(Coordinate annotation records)
## begin

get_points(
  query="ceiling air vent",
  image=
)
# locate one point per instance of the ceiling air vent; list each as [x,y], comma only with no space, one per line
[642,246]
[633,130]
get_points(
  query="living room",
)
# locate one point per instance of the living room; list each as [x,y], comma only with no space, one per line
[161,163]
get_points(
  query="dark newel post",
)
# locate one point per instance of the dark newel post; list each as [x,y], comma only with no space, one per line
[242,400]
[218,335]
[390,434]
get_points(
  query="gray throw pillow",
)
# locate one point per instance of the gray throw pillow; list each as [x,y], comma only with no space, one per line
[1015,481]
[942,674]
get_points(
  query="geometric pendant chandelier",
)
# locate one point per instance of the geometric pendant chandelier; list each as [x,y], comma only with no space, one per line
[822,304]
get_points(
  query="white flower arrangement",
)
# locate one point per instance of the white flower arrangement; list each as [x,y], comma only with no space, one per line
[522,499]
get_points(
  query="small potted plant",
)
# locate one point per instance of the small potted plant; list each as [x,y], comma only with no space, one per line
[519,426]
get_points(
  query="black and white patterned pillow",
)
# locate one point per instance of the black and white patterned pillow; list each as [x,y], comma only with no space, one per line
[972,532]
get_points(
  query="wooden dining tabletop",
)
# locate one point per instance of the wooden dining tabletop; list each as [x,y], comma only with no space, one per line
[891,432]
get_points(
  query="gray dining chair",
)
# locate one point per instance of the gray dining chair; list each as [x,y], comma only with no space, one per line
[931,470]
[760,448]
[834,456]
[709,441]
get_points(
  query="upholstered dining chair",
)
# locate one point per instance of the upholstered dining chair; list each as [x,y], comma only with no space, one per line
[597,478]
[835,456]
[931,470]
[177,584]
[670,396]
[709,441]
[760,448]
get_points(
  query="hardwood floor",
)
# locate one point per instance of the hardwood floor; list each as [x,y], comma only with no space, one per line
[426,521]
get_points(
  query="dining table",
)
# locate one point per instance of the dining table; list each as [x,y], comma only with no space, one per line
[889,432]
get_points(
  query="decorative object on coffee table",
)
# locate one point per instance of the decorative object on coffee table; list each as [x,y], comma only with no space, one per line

## end

INSTRUCTIONS TO FOLLOW: Copy out each record exactly as given, omitting none.

EXERCISE OUTPUT:
get_points(
  query="ceiling air vent",
  image=
)
# locate one point per instance of the ceiling air vent; list each as [x,y], comma only with no space, one per line
[642,246]
[633,130]
get_points(
  query="living room",
)
# locate one point per instance of the living room; list each as [x,y], comma only with no space, one per line
[161,163]
get_points(
  query="dark newel post",
)
# locate one point per instance of the dark newel post; list each as [x,y], comma only with no space, one per line
[242,400]
[218,335]
[390,434]
get_points(
  query="gray throw pillow",
)
# locate one point per instance of the gray throw pillow; list each as [x,y], comma only with no space, one per line
[1015,481]
[942,674]
get_points(
  query="geometric pendant chandelier",
)
# locate one point per instance of the geometric pendant chandelier; list each as [x,y], comma only with no space, one per line
[822,304]
get_points(
  query="white flower arrangement",
)
# locate one point per instance of the white flower arrangement; list each as [x,y], comma only with no space, one per line
[522,499]
get_points(
  query="small potted plant",
)
# locate one point per instance of the small potted plant; list each as [x,y], comma only with no space, one per line
[519,426]
get_points(
  query="black and white patterned pillow",
)
# locate one point per instance of the black and white patterned pillow; list each as [x,y], comma only with no space, one per line
[972,532]
get_points(
  query="wooden dining tabletop",
)
# locate one point per instance of the wooden dining tabletop; list each as [x,y], comma only with no space, one per line
[891,432]
get_points(
  query="gray dining chair",
)
# locate one point per instance of the gray dining chair; list each as [x,y], comma only with no space, one per line
[931,470]
[760,448]
[834,456]
[709,441]
get_points(
  query="upholstered dining chair",
)
# locate one point per instance of the upholstered dining chair; list each as [x,y], comma only with no space, one per line
[597,478]
[835,456]
[931,470]
[177,584]
[670,396]
[709,441]
[760,448]
get_points(
  query="hardwood floor",
)
# locate one point per instance of the hardwood floor; list each as [x,y], comma only with no space, one per line
[426,521]
get_points(
  query="dining table",
)
# locate one point per instance of the dining table; list each as [x,y], comma only with no space, one per line
[889,432]
get_points(
  query="decorative object on coffee table",
)
# locate one point per instance of the decorative object on coffee table; list each as [x,y], comma only with no space, one per line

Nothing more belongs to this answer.